**BAGIAN TEKS**.
»»
Ferrywar, Bukan Pujangga :-)
Mungkin tergantung talenta dan mood juga kali yahh, padahal saya sering baca puisi, termasuk di Sabda Space ini banyak bertebaran Puisi - Puisi dengan nuansa yang indah dan makna yang dalam. Berkali - kali saya coba bikin Puisi, tapi ketika dibaca lagi berulang - ulang rasanya kok ndak pas gitu, akhirnya ya sudahlah, puisi - puisi tersebut berakhir di Recycle Bin :D
Seperti Base Jam bilang, mungkin aku bukan pujangga yang pandai merangkai kata...
:-)
@han, Bila Anda ...
han, anda bisa main bulutangkis? semua orang bisa. Bila berbakat maka anda akan menjadi master.
Bagaimana dengan mereka yang berbakat namun tidak pernah berlatih? Mereka tidak mustahil menjadi master. Bagaimana dengan mereka yang berbakat dan banyak berlatih? Masalahnya adalah apakah mereka berlatih dengan cara yang benar?
Orang yang tidak bisa menulis puisi umumnya adalah orang yang PUNYA ide namun nggak mampu menuangkannya dengan baik. Hal itu karena pengetahuan bahasanya kurang baik.
Berpuisi adalah ILMU dan SENI berbahasa. Ilmu dan SENI mengungkapkan dalam bentuk kata-kata.
Banyak orang yang tidak belajar bahasa dengan baik lalu mengambil jalan pintas dengan banyak membaca puisi-puisi orang lain dan membaca kritik puisi. Apa yang terjadi dengan orang-orang demikian? COPY CAT! Mereka hanya meminjam kata-kata orang lain untuk puisinya.
Selain bahasa, untuk bisa menulis puisi dengan baik, pengetahuan umum juga penting. Tanpa pengetahuan, mustahil mampu menghasilkan puisi yang baik.
Melukis itu ibarat mengkompres sebuah film dalam satu kanvas. Berpuisi itu ibarat mengkompres sebuah kisah dalam satu bait.
««
**TUGAS**.
Dalam bagian teks tentang menulis puisi, berpuisi diibaratkan seperti apa?

**INFORMASI HASIL EKSTRAKSI**.
»»
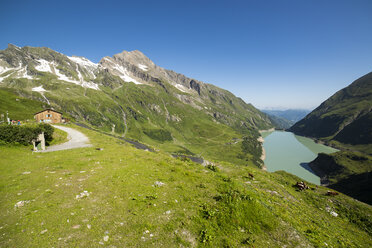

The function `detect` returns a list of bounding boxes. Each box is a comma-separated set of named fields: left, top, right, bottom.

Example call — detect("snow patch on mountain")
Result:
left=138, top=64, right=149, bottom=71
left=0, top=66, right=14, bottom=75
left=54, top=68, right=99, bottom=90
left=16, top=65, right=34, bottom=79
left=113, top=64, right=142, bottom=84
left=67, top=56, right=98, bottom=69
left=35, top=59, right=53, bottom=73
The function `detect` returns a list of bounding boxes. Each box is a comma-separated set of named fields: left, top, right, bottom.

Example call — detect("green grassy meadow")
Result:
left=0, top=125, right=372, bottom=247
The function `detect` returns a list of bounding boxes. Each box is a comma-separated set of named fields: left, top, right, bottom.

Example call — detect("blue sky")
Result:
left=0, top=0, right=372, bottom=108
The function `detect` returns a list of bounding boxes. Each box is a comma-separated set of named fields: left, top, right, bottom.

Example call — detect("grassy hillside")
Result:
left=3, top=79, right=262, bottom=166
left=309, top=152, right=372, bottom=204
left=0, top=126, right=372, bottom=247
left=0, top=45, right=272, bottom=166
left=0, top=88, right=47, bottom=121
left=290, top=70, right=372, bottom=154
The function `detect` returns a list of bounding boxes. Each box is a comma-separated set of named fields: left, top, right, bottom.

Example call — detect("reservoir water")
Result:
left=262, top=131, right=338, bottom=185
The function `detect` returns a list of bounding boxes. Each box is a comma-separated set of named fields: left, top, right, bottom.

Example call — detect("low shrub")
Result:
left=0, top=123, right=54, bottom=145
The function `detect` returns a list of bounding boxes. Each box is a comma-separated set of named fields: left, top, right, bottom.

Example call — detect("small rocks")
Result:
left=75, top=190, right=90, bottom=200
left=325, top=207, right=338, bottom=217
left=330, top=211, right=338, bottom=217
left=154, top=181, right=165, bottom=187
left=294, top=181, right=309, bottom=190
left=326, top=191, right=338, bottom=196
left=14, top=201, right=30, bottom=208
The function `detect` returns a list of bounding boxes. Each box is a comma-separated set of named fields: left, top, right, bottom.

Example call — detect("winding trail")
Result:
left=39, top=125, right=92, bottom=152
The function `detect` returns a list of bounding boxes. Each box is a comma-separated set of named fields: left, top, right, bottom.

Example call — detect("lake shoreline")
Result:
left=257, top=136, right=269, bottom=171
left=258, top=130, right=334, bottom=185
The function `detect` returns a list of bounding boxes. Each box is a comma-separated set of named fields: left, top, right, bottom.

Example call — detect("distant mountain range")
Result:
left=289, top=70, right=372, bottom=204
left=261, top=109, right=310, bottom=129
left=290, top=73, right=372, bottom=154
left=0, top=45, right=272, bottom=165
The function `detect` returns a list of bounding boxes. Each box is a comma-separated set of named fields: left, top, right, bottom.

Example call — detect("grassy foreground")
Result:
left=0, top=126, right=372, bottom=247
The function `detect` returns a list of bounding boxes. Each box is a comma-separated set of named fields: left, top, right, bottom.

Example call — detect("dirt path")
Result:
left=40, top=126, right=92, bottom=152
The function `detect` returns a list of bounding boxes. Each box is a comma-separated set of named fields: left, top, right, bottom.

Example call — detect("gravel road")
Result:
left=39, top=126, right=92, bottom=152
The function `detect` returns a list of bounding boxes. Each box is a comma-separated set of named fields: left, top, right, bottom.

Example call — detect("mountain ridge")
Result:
««
**JAWABAN LATIHAN**.
Berpuisi diibaratkan seperti mengkompres sebuah kisah dalam satu bait.